Put each line of the material below into a numbered list, skipping blank lines. Leave the pictures out of your answer.

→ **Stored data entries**
■ ■ ■
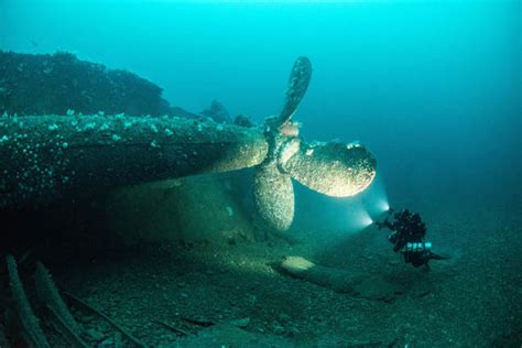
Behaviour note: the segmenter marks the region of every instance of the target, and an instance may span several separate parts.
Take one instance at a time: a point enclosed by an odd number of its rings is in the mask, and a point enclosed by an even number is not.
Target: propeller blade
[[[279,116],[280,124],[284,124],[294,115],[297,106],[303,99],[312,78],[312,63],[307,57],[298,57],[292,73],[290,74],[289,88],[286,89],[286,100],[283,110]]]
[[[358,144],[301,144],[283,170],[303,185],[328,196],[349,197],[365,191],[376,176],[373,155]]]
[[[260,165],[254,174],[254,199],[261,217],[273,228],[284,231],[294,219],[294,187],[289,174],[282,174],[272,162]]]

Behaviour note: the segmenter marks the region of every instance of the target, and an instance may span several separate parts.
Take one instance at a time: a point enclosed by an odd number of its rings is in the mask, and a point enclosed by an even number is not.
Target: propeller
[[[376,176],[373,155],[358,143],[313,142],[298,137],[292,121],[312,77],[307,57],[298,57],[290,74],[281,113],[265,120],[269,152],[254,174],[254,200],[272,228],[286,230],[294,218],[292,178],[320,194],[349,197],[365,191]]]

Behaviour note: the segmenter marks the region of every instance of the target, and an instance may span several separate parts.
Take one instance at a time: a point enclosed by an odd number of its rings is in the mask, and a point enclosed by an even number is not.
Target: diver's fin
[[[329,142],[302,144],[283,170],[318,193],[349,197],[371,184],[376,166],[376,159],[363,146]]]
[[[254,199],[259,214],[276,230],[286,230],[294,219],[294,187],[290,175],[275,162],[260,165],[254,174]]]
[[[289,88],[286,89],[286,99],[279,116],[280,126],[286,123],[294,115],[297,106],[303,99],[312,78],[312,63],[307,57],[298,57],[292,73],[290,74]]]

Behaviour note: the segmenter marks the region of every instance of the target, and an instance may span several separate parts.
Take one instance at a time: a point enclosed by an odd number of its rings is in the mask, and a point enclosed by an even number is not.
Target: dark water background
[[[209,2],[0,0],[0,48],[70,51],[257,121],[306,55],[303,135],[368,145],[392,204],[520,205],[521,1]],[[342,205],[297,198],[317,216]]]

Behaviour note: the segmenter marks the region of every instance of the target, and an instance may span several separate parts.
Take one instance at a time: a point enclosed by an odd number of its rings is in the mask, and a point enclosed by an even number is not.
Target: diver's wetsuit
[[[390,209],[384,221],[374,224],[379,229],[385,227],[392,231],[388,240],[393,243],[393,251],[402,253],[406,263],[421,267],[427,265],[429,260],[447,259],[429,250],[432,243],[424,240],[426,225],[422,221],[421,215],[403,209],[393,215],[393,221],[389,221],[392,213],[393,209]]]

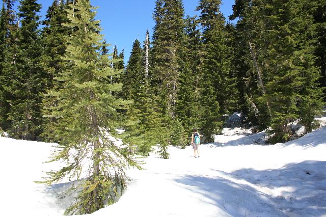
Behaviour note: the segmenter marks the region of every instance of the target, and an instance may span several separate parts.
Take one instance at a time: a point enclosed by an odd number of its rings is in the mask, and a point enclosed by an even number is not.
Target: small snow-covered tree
■ ■ ■
→ **Problem solution**
1. Behaviour note: the segmenter marks the region of every instance of the target, and an instance may span several separate parts.
2. Take one instance at a time: a point enclosed by an odd number of its rings is in the mask, and a point enclosed by an even number is not.
3. Target: propeller blade
4. [[[279,116],[280,124],[284,124],[294,115],[297,106],[303,99],[312,78],[312,63],[307,57],[298,57],[292,73],[290,74],[289,88],[286,89],[286,100],[283,110]]]
5. [[[358,144],[301,144],[283,170],[303,185],[328,196],[349,197],[365,191],[376,176],[373,155]]]
6. [[[260,165],[254,174],[254,199],[261,217],[273,228],[284,231],[294,219],[294,187],[289,174],[282,174],[272,162]]]
7. Behaviour note: the segmenter marks the region of every instance of the target, and an instance may span several separate parts.
8. Take one instance at a time: a point enclosed by an odd number of its rings is in the mask, and a point enclosed by an even number is not.
9. Target: propeller
10. [[[376,176],[373,155],[358,143],[313,142],[298,137],[292,121],[312,77],[307,57],[298,57],[290,74],[281,113],[265,120],[269,152],[254,174],[254,200],[272,228],[286,230],[294,218],[292,178],[320,194],[349,197],[365,191]]]
11. Behaviour note: the segmenter marks the region of every instance of the target, and an instance may span several separate parts.
12. Take one instance at a time: a point enclosed by an odd number of its rings is in the mask, and a point enclosed by an even number is not.
13. Target: diver's fin
14. [[[329,142],[302,144],[283,170],[318,193],[349,197],[371,184],[376,166],[376,159],[363,146]]]
15. [[[254,199],[259,214],[276,230],[286,230],[294,219],[294,187],[290,175],[275,162],[260,165],[254,174]]]
16. [[[289,88],[286,89],[286,99],[279,116],[280,126],[286,123],[294,115],[297,106],[303,99],[312,78],[312,63],[307,57],[298,57],[292,73],[290,74]]]
17. Behaviour note: the segmenter marks the region of every instance of the target, and an instance may span several separate parts.
18. Take one instance at a time: a point enclosed by an odd number of its rings is in the mask, and a point enclosed by an even number is not.
19. Target: dark water background
20. [[[209,2],[0,0],[0,48],[70,51],[257,121],[306,55],[303,135],[368,145],[392,204],[520,205],[521,1]],[[342,205],[297,198],[317,216]]]
21. Behaviour note: the segmenter marks the region of every instance of the target, and an instance may span several separate parts.
22. Take one instance at a time: a point enclosed by an odd number of its rings is in the mask, and a point enclosed by an even number is not.
23. Target: diver's wetsuit
24. [[[390,209],[384,221],[374,224],[379,229],[385,227],[392,231],[388,240],[393,243],[393,251],[402,253],[406,263],[421,267],[427,265],[429,260],[447,259],[429,250],[432,243],[424,240],[426,225],[422,221],[421,215],[403,209],[393,215],[393,221],[389,221],[392,213],[393,209]]]
25. Behaviour note: the segmenter marks the region of every instance of the target, and an instance may span several separate parts.
26. Take one instance at a time: a point enclosed by an odd number of its rings is in the mask, and a point enclosed by an even number is not.
27. Target: small snow-covered tree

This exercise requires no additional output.